> **Excerpted text**:
============================================================
While not a data security risk this is absolutely a business intelligence security risk as it exposes both data size and velocity. I've seen businesses get harmed by this and have written about this anti-pattern in depth. Unless you're just building an experiment and not a business I'd highly suggest keeping your private ids out of public eye. https://medium.com/lightrail/prevent-business-intelligence-leaks-by-using-uuids-instead-of-database-ids-on-urls-and-in-apis-17f15669fd2e
It depends on what the IDs stand for.
Consider a site that for competitive reason don't want to make public how many members they have but by using sequential IDs reveals it anyway in the URL: http://some.domain.name/user?id=3933
On the other hand, if they used the login name of the user instead: http://some.domain.name/user?id=some they haven't disclosed anything the user didn't already know.
The general thought goes along these lines: "Disclose as little information about the inner workings of your app to anyone."
Exposing the database ID counts as disclosing some information.
Reasons for this is that hackers can use any information about your apps inner workings to attack you, or a user can change the URL to get into a database he/she isn't suppose to see?
We use GUIDs for database ids. Leaking them is a lot less dangerous.
If you are using integer IDs in your db, you may make it easy for users to see data they shouldn't by changing qs variables.
============================================================
> **Records shown**:

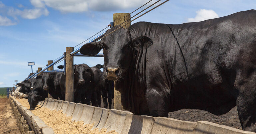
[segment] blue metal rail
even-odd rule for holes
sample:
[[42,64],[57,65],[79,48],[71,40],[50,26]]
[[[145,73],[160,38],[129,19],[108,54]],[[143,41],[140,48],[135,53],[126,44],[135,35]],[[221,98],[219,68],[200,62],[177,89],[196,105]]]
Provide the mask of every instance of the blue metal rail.
[[26,80],[27,80],[29,79],[30,78],[33,78],[33,77],[35,77],[35,76],[36,76],[37,75],[38,75],[38,74],[40,73],[40,72],[42,72],[45,71],[45,70],[46,70],[47,69],[48,69],[49,68],[50,68],[50,67],[51,67],[52,66],[53,66],[54,65],[54,64],[55,64],[57,63],[59,61],[60,61],[62,59],[64,58],[64,57],[65,57],[65,56],[64,56],[64,55],[62,55],[62,56],[60,57],[58,59],[56,60],[53,63],[52,63],[51,64],[50,64],[48,66],[46,67],[44,69],[42,69],[39,72],[37,72],[37,73],[34,73],[34,74],[33,74],[33,75],[30,76],[28,78],[27,78],[26,79]]
[[64,70],[51,70],[50,71],[44,71],[44,72],[64,72]]
[[[95,41],[97,40],[98,39],[99,39],[100,38],[101,38],[104,36],[104,35],[105,34],[105,32],[103,32],[100,35],[99,35],[98,36],[96,37],[95,38],[89,41],[88,42],[87,42],[87,43],[90,43],[91,42],[95,42]],[[78,53],[78,52],[79,52],[79,51],[80,50],[80,49],[82,47],[79,47],[79,48],[78,48],[77,49],[76,49],[76,50],[75,50],[74,51],[70,53],[70,55],[73,55],[74,54],[75,54]]]
[[95,56],[88,56],[85,55],[84,55],[80,53],[76,54],[73,55],[73,56],[77,56],[77,57],[103,57],[104,55],[103,54],[98,54],[97,55]]
[[[111,22],[110,23],[110,25],[111,25],[110,26],[110,28],[112,28],[114,27],[114,23],[113,22]],[[104,35],[105,35],[105,32],[102,33],[100,35],[99,35],[98,36],[96,37],[95,38],[93,39],[90,41],[89,41],[88,42],[87,42],[86,43],[91,43],[91,42],[95,42],[95,41],[96,41],[96,40],[97,40],[98,39],[101,38],[101,37],[104,36]],[[75,51],[74,51],[71,52],[70,53],[70,54],[71,56],[74,56],[90,57],[89,56],[87,56],[85,55],[82,55],[82,54],[76,54],[76,53],[77,53],[78,52],[79,52],[79,51],[80,50],[80,49],[81,48],[81,47],[80,47],[79,48],[78,48],[77,49],[76,49],[76,50],[75,50]],[[31,78],[33,78],[33,77],[35,76],[36,76],[37,75],[38,75],[40,73],[41,73],[41,72],[42,72],[43,71],[45,71],[45,72],[53,72],[52,71],[53,71],[54,72],[62,72],[62,71],[63,71],[63,72],[64,72],[65,73],[65,72],[64,70],[65,70],[65,63],[66,62],[65,62],[66,61],[65,61],[65,59],[64,60],[64,70],[61,70],[61,71],[60,70],[59,71],[57,71],[57,70],[47,71],[45,71],[45,70],[46,70],[46,69],[47,69],[48,68],[50,68],[50,67],[51,67],[53,66],[53,65],[54,65],[55,64],[56,64],[56,63],[58,63],[58,62],[59,61],[60,61],[62,59],[64,58],[65,56],[66,56],[65,55],[63,55],[61,57],[60,57],[58,59],[56,60],[53,63],[52,63],[52,64],[51,64],[50,65],[48,65],[48,66],[47,67],[45,67],[45,68],[44,68],[42,69],[42,70],[40,71],[39,72],[38,72],[37,73],[34,73],[34,74],[33,74],[32,75],[30,76],[29,76],[29,77],[28,77],[28,78],[26,78],[25,79],[25,80],[28,80],[29,79]],[[98,55],[96,55],[96,56],[94,56],[94,57],[103,57],[103,54],[99,54]]]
============================================================
> **Exercise requirements**:
1. In the thread about exposing database IDs, retype the passage from "Reasons for this" to "lot less dangerous.".
2. Translate this sentence from the thread about exposing database IDs into Spanish: "Exposing the database ID counts as disclosing some information."
3. Write what follows next in the thread about exposing database IDs, picking up after its final sentence.

> **Task-by-task outputs**:
1.
Reasons for this is that hackers can use any information about your apps inner workings to attack you, or a user can change the URL to get into a database he/she isn't suppose to see?
We use GUIDs for database ids. Leaking them is a lot less dangerous.

2. Exponer el ID de la base de datos cuenta como revelar cierta información.

3.
E.g. a user could easily change the id parameter in this qs and see/modify data they shouldn't http://someurl?id=1
When you send database id's to your client you are forced to check security in both cases. If you keep the id's in your web session you can choose if you want/need to do it, meaning potentially less processing.
You are constantly trying to delegate things to your access control ;) This may be the case in your application but I have never seen such a consistent back-end system in my entire career. Most of them have security models that were designed for non-web usage and some have had additional roles added posthumously, and some of these have been bolted on outside of the core security model (because the role was added in a different operational context, say before the web).
So we use synthetic session local id's because it hides as much as we can get away with.
There is also the issue of non-integer key fields, which may be the case for enumerated values and similar. You can try to sanitize that data, but chances are you'll end up like little bobby drop tables.
My suggestion is to implement two stages of security.
"Security through obscurity": You can have integer Id as primary key and Gid as GUID as surrogate key in tables. Whereas integer Id column is used for relations and other database back-end and internal purposes (and even for select list keys in web apps to avoid unnecessary mapping between Gid and Id while loading and saving) and Gid is used for REST Urls i.e for GET,POST, PUT, DELETE etc. So that one cannot guess the other record id. This gives first level of protection against guess-based attacks. (i.e. number series guessing)
Access based control at Server side : This is most important, and you have various way to validate the request based on roles and rights defined in application. Its up to you to decide.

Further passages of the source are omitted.